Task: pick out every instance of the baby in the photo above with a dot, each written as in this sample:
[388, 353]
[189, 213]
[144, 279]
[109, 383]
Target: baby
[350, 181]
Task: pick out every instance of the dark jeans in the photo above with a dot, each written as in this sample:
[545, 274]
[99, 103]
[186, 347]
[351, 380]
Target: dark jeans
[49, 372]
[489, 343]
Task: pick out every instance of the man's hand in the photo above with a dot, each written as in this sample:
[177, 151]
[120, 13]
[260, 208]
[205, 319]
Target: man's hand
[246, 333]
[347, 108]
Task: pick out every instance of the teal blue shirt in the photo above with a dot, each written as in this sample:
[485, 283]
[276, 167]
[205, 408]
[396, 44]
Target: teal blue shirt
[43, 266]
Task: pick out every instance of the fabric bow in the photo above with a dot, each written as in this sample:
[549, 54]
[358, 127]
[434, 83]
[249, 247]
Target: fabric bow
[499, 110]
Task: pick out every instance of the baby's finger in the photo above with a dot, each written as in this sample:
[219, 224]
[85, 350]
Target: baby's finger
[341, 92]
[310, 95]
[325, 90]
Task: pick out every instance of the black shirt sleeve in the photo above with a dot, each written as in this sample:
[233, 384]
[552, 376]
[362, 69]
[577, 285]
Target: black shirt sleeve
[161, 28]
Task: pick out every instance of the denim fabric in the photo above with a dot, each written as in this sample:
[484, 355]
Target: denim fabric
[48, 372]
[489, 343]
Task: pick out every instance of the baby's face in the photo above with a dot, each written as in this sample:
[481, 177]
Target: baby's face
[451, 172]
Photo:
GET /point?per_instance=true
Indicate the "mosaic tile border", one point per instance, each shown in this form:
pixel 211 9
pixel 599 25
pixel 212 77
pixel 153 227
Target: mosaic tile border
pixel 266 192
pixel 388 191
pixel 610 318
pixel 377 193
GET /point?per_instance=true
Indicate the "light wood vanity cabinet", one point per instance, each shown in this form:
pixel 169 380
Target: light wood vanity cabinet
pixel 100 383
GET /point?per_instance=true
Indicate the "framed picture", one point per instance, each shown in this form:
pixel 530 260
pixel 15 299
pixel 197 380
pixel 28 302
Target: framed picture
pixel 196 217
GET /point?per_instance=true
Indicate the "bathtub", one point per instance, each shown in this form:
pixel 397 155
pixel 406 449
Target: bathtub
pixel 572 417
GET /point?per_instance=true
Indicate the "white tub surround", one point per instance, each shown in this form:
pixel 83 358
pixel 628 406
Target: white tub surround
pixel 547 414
● ● ●
* **TASK DETAILS**: A line belongs in the answer if it contains the word "shown"; please copy each such line from the material.

* **EXPECTED ANSWER**:
Indicate the "mosaic tile border", one point per instance, each shown in this form:
Indicate the "light wood vanity cabinet", one point per instance, each shown in this form:
Indicate the "framed picture", one point per instance, each shown in this form:
Indicate the "bathtub", one point per instance, each shown in this form:
Indicate the "white tub surround", one point per instance, each shown in this form:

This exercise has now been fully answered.